■ Exercise aim:
Please gather every line in the entries below that contains the word "neighboring", and copy each of those lines in full.

■ Data rows:
-*-

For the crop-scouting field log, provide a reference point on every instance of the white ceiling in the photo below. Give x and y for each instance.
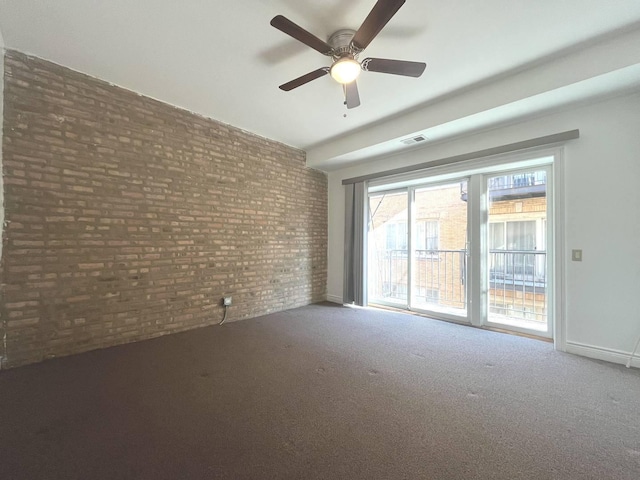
(223, 60)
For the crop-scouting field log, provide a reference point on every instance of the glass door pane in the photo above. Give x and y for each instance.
(388, 243)
(517, 251)
(439, 267)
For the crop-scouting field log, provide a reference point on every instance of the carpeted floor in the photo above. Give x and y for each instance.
(322, 392)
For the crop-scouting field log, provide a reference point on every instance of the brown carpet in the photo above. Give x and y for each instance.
(322, 392)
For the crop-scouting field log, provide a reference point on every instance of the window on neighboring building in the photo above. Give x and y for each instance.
(512, 235)
(396, 236)
(428, 235)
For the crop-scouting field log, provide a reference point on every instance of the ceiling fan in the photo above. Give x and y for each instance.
(344, 46)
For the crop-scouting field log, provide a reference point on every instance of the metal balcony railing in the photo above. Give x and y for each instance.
(517, 280)
(518, 269)
(440, 276)
(518, 285)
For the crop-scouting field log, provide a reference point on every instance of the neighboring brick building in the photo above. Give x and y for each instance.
(517, 223)
(128, 218)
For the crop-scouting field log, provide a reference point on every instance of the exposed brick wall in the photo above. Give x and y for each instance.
(129, 218)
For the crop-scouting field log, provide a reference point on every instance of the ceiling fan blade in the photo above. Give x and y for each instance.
(351, 95)
(287, 26)
(321, 72)
(378, 17)
(396, 67)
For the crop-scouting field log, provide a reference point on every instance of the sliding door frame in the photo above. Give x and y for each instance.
(477, 305)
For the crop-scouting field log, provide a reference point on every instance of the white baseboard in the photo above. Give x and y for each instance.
(599, 353)
(334, 299)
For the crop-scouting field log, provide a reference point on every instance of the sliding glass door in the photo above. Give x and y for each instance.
(439, 249)
(388, 248)
(517, 255)
(473, 248)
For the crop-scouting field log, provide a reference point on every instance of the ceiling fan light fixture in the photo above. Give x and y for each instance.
(345, 70)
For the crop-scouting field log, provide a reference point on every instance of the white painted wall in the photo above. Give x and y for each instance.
(602, 195)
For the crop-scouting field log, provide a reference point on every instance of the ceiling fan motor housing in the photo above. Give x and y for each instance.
(340, 41)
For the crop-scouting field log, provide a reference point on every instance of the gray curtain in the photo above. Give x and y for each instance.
(354, 232)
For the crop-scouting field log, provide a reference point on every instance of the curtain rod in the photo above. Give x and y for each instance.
(512, 147)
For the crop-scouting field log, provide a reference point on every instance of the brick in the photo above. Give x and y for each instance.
(129, 218)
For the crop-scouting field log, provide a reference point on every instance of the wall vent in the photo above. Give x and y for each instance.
(414, 140)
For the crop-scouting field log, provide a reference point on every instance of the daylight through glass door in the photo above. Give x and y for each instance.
(517, 250)
(439, 262)
(388, 244)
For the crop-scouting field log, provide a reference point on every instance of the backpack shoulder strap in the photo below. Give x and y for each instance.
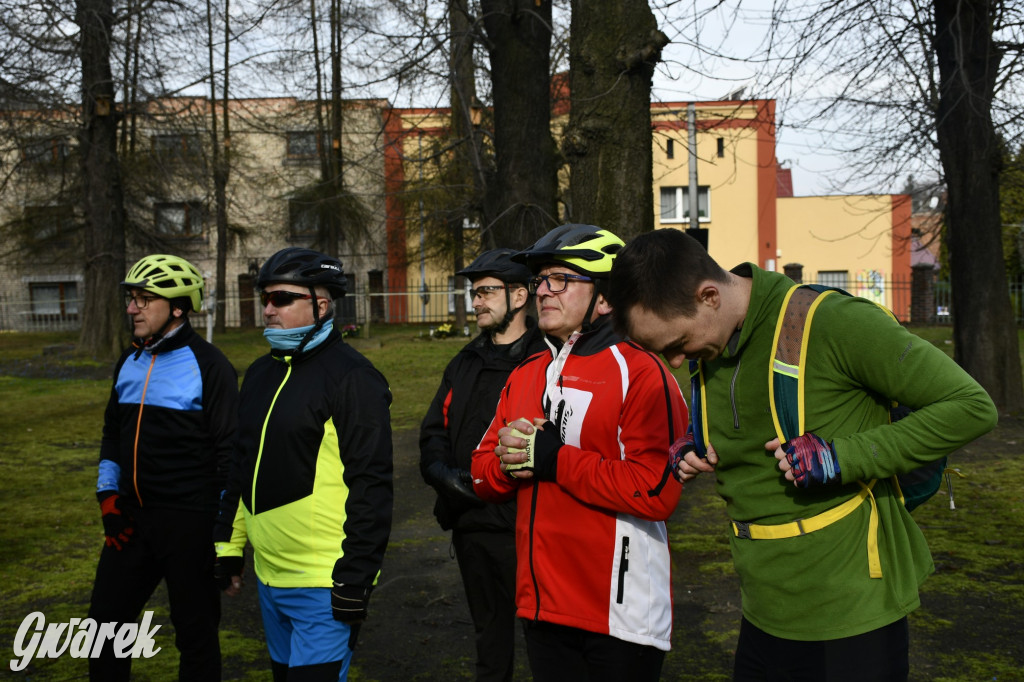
(785, 379)
(698, 409)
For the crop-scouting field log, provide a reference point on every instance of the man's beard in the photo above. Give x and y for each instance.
(497, 326)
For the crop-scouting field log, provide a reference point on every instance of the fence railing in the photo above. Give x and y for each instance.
(434, 303)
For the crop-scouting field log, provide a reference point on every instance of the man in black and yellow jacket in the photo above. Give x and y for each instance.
(311, 481)
(164, 457)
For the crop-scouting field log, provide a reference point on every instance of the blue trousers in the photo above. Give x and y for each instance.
(304, 640)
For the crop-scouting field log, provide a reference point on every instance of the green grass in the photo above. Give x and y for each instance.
(50, 535)
(49, 540)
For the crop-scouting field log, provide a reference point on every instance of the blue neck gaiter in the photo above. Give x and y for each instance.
(289, 339)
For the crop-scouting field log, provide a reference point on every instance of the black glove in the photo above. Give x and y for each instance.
(118, 525)
(453, 483)
(226, 567)
(545, 441)
(348, 602)
(679, 450)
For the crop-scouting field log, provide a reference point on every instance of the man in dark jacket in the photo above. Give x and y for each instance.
(311, 481)
(481, 534)
(163, 460)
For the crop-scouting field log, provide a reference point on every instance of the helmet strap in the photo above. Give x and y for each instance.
(158, 335)
(317, 323)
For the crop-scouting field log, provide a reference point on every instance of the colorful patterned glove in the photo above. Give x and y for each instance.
(678, 451)
(118, 526)
(813, 461)
(542, 450)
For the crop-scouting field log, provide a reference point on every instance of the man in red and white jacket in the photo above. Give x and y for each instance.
(581, 439)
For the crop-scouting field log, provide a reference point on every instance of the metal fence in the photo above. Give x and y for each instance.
(434, 302)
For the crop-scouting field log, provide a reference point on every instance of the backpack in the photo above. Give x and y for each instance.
(786, 392)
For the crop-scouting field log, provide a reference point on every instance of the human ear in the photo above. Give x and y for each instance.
(708, 294)
(519, 297)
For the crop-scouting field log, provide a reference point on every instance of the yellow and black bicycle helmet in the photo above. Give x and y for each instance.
(587, 249)
(169, 276)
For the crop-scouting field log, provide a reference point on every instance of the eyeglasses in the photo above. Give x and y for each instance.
(485, 291)
(140, 301)
(281, 299)
(557, 282)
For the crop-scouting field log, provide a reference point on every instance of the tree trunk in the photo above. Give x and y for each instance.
(467, 155)
(220, 146)
(521, 201)
(102, 201)
(984, 331)
(613, 47)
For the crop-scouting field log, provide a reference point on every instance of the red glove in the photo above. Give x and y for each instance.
(813, 461)
(678, 451)
(118, 525)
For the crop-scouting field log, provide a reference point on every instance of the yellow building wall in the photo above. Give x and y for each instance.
(840, 233)
(731, 177)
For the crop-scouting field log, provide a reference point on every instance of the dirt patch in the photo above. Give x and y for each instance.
(420, 629)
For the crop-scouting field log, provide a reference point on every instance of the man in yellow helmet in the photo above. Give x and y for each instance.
(588, 464)
(163, 461)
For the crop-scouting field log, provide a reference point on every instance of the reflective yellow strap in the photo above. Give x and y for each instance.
(804, 525)
(873, 561)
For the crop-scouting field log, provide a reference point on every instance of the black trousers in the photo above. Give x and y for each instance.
(880, 655)
(559, 653)
(486, 561)
(177, 547)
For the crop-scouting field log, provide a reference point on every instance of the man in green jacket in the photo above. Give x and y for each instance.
(829, 602)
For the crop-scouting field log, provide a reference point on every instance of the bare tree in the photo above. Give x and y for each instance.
(968, 57)
(613, 48)
(102, 200)
(521, 197)
(220, 151)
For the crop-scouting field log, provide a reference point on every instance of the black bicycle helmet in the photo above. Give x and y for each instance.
(304, 267)
(587, 249)
(497, 263)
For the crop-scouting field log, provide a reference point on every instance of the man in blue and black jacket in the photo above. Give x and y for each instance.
(164, 458)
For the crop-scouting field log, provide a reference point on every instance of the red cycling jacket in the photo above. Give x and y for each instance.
(593, 548)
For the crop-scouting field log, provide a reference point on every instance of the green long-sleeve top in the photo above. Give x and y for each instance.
(816, 586)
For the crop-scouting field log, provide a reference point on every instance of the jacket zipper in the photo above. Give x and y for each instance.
(732, 395)
(624, 567)
(532, 571)
(287, 359)
(138, 429)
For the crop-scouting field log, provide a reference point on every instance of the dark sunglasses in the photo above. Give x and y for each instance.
(282, 299)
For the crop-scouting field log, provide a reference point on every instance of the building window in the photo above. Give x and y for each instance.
(303, 219)
(48, 222)
(45, 151)
(179, 218)
(302, 144)
(176, 145)
(53, 300)
(837, 279)
(676, 204)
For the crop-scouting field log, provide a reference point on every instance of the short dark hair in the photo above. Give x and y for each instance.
(659, 271)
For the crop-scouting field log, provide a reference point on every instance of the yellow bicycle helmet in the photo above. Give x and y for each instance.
(169, 276)
(587, 249)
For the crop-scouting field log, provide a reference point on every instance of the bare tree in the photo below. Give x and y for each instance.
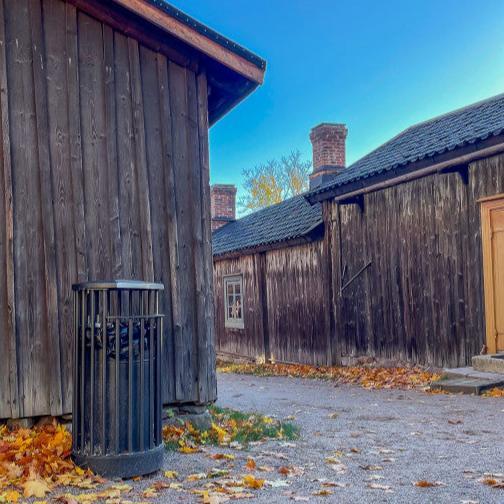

-*-

■ Reply:
For the crop-scouting field log, provide a reference point on every instance of the window on neighboring building in the photo above. Give x and y for each instance.
For the crop-scouting field log, provide a reference point on every instance of the neighboring brick building in the photo above. Give x and y for each instance.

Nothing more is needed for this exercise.